→ Records from a data source
==================================================

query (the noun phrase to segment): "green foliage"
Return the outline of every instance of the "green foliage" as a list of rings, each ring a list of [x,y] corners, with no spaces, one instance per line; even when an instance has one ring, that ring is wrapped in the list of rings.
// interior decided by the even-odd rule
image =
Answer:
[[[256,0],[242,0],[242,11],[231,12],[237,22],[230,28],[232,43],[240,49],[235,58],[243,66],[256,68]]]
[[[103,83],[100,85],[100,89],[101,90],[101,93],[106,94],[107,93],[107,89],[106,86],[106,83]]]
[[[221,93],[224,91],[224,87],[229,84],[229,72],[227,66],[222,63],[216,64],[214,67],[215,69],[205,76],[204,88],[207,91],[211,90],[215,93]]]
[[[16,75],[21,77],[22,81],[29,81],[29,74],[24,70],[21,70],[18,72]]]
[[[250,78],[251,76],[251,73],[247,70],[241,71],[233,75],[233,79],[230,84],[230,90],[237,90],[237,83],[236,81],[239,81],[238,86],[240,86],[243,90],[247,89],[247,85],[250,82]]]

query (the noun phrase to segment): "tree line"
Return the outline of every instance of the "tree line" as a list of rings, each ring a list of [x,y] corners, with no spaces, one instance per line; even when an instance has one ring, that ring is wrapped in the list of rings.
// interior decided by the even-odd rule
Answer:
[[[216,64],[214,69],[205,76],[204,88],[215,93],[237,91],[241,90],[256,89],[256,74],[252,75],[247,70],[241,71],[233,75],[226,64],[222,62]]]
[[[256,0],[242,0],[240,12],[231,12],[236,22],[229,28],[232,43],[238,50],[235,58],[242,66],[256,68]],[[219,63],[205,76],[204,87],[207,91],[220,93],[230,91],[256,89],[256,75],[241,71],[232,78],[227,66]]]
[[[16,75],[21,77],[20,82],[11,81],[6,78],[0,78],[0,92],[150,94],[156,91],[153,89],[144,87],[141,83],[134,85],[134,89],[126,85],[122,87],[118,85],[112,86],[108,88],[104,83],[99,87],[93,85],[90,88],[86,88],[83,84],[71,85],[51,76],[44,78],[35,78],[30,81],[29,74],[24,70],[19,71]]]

==================================================

→ TASK INSTRUCTIONS
How many lines of the records above contain the string "phrase", with uppercase and lowercase letters matching? Reply with the number only.

→ RESPONSE TO THIS TASK
2